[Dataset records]
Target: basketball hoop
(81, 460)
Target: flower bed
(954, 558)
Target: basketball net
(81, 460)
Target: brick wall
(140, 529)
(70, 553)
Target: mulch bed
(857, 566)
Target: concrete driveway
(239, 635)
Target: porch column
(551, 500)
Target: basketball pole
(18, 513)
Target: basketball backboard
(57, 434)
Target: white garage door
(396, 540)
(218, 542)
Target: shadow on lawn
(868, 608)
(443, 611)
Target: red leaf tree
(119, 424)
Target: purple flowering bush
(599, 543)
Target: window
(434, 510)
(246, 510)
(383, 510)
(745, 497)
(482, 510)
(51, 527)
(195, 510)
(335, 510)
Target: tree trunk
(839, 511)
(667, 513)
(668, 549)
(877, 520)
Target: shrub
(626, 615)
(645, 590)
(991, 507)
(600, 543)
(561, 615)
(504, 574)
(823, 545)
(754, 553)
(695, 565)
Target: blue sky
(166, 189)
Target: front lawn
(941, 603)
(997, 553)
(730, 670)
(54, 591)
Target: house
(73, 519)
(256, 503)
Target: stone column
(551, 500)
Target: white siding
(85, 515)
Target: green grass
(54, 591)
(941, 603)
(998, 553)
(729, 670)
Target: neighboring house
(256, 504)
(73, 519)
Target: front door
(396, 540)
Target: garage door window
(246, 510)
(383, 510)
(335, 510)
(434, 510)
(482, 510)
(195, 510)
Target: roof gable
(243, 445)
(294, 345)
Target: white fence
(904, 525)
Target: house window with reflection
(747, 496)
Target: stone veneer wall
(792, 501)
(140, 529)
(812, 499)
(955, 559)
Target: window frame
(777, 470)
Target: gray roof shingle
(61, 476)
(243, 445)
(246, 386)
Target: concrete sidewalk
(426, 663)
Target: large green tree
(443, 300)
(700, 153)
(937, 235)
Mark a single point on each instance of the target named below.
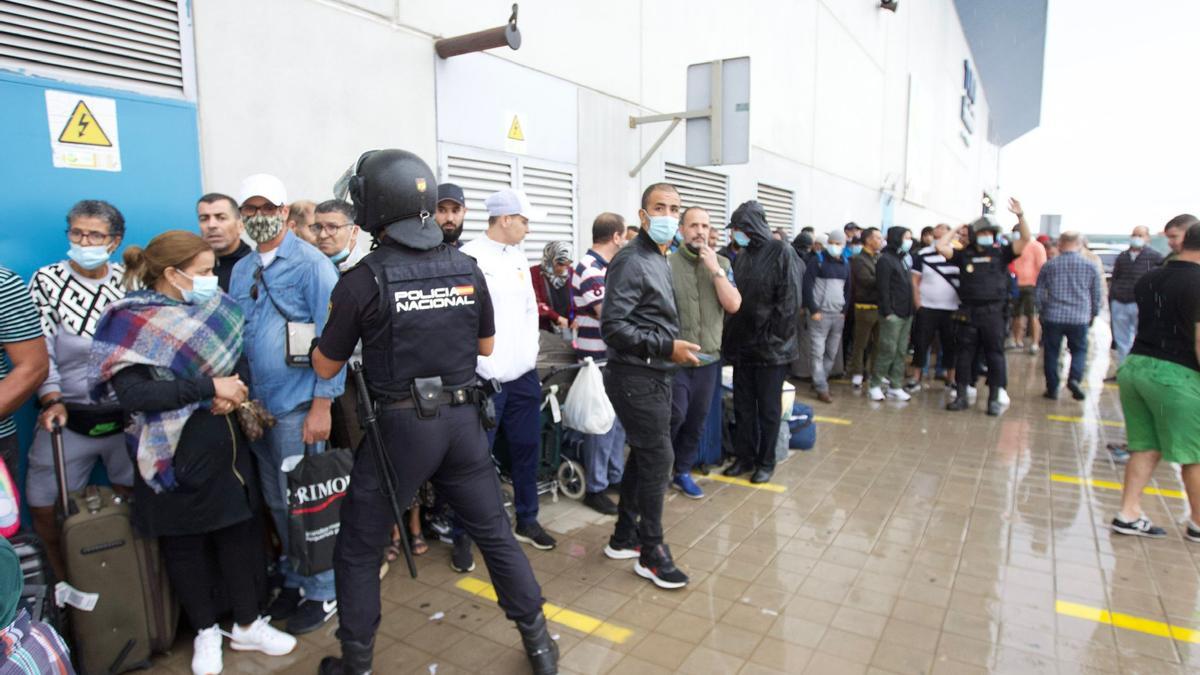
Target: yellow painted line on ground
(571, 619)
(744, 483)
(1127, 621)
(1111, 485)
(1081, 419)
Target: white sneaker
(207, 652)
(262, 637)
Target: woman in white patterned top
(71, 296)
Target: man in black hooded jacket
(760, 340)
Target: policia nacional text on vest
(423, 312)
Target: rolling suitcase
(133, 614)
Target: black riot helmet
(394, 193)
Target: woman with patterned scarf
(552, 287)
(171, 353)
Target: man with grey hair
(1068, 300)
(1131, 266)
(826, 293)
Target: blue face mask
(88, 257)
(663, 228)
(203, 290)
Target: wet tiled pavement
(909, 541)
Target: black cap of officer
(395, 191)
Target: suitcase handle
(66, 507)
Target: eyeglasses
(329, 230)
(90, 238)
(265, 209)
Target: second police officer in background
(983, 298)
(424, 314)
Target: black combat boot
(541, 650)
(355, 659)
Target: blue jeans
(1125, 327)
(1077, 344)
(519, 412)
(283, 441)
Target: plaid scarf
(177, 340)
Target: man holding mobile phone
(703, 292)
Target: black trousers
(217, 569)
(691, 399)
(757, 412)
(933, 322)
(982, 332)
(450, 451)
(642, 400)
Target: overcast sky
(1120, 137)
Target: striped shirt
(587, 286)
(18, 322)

==

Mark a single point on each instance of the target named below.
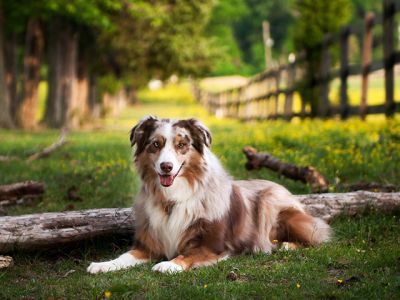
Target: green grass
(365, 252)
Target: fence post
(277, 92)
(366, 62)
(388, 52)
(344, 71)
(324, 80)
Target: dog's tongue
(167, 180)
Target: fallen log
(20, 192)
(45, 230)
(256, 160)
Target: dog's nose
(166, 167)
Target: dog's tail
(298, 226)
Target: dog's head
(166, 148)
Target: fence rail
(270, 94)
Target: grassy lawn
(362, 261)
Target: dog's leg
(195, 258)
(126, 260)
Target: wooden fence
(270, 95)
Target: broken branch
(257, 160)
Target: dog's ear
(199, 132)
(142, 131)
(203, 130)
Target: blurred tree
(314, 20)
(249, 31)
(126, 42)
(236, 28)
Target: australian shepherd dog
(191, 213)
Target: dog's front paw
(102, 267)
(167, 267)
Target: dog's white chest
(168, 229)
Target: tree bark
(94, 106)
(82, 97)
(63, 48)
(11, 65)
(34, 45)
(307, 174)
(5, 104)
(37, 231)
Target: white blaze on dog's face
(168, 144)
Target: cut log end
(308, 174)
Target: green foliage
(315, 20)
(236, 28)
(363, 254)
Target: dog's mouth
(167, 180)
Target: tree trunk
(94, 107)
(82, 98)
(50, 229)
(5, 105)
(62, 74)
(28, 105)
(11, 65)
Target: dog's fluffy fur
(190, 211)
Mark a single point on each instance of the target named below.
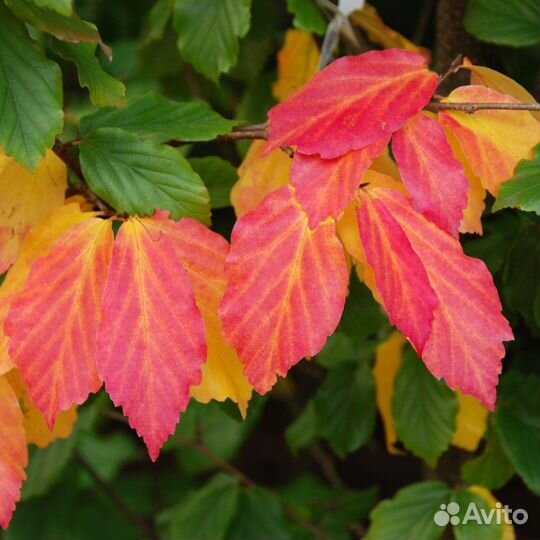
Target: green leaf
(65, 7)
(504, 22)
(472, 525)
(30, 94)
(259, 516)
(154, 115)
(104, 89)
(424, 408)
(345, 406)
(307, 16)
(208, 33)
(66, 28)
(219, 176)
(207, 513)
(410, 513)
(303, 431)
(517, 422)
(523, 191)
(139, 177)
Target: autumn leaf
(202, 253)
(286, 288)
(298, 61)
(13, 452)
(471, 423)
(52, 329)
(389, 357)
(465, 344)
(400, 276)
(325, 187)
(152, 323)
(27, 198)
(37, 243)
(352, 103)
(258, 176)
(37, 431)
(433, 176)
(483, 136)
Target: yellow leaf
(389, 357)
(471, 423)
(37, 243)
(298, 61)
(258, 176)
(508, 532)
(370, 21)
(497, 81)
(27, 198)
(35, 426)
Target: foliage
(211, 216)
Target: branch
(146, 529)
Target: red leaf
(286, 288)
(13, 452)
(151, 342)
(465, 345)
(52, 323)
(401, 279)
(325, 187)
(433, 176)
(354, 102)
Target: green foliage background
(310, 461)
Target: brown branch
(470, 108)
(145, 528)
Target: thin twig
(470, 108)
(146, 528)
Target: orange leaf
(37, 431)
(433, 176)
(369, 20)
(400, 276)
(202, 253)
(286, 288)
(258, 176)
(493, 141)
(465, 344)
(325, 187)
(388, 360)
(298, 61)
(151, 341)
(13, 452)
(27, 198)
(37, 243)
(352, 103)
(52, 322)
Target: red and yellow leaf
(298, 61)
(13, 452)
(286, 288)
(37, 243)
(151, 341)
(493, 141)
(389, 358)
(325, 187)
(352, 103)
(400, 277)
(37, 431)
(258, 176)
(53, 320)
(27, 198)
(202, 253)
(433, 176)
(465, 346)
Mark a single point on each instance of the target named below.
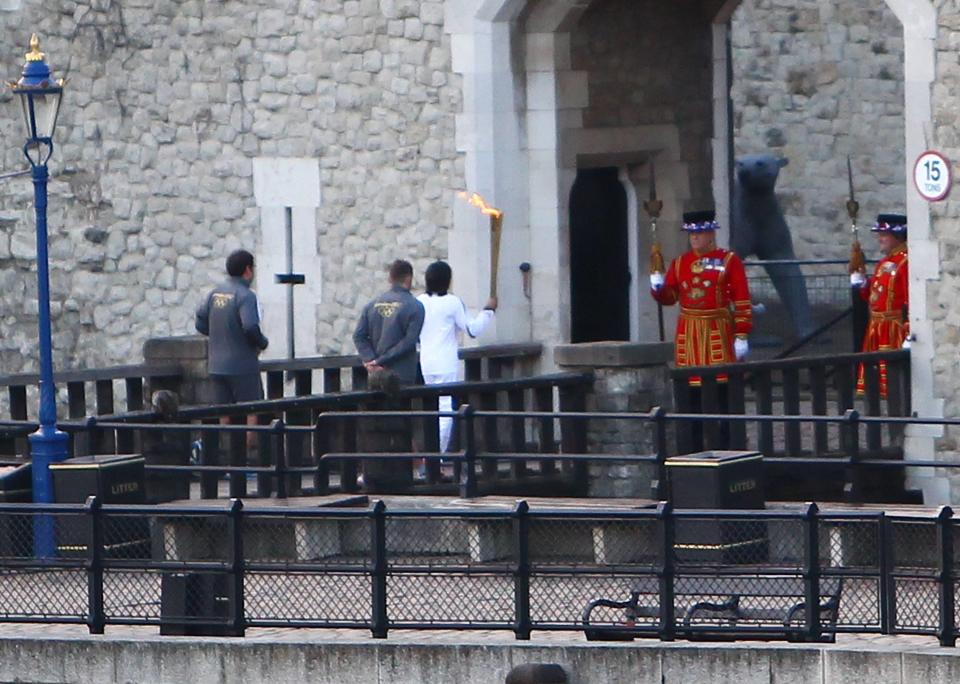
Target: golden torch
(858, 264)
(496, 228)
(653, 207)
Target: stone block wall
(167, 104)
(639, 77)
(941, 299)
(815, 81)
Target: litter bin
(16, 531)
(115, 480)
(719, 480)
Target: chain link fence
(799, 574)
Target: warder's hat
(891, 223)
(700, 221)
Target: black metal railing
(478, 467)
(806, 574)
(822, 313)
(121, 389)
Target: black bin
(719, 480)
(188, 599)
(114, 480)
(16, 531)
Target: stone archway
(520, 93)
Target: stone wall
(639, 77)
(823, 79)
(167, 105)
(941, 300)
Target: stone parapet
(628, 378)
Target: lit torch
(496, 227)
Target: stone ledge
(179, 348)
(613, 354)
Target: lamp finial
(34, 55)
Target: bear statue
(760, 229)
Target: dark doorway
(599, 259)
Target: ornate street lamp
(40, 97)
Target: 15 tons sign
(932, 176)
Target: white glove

▶ Your assignment: An exact copy of the lines above, from the one containing "Target: stone ledge" down to the one containing "Target: white glove" and including both, is the whole answer; retype it and nothing else.

▶ Exercise output:
Target: stone ledge
(179, 348)
(613, 354)
Target: lamp finial
(34, 55)
Target: bear statue
(760, 229)
Target: dark doorway
(599, 259)
Target: ornate street lamp
(40, 97)
Target: 15 tons sign
(932, 176)
Target: white glove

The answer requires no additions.